EXERCISE BRIEF => Among the entries below, find the line with "Target: green tree canopy", then quote it and each following line up to and including the line with "of the highway", and nothing else.

-------- AVAILABLE DATA --------

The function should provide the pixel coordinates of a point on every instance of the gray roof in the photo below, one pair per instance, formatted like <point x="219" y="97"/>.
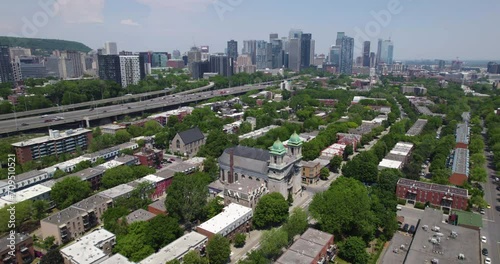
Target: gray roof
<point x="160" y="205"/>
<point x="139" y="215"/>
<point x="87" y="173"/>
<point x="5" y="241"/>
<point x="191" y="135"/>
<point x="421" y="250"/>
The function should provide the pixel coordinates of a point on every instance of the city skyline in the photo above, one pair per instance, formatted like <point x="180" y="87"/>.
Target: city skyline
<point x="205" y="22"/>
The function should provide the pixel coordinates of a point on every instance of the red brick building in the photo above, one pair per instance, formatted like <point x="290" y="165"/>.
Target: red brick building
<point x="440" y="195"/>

--------
-------- AVAILABLE DATA --------

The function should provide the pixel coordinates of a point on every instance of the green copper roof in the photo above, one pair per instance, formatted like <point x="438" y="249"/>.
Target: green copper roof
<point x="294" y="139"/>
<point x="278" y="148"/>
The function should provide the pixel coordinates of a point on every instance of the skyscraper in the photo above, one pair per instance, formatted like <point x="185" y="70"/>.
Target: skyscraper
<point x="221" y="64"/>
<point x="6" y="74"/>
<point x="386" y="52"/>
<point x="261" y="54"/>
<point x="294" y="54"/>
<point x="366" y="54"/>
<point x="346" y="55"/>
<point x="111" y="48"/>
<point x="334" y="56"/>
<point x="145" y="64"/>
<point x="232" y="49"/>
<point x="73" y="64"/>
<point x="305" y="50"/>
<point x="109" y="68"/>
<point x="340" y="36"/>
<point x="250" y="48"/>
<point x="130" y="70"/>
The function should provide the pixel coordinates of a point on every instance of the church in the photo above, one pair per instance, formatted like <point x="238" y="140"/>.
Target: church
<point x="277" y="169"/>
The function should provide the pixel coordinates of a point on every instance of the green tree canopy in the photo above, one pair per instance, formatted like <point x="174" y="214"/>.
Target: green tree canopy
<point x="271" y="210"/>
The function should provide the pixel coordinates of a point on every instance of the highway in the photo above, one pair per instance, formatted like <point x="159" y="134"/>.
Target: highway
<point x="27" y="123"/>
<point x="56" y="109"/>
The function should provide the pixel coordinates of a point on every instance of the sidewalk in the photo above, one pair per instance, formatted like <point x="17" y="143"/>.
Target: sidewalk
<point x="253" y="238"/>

--------

EXERCISE RESPONSE =>
Target: green tree canopy
<point x="271" y="210"/>
The function should provide the pixel coordinates of a point on every instance of the highway in the photo above, one pair per instance, formatted like <point x="159" y="134"/>.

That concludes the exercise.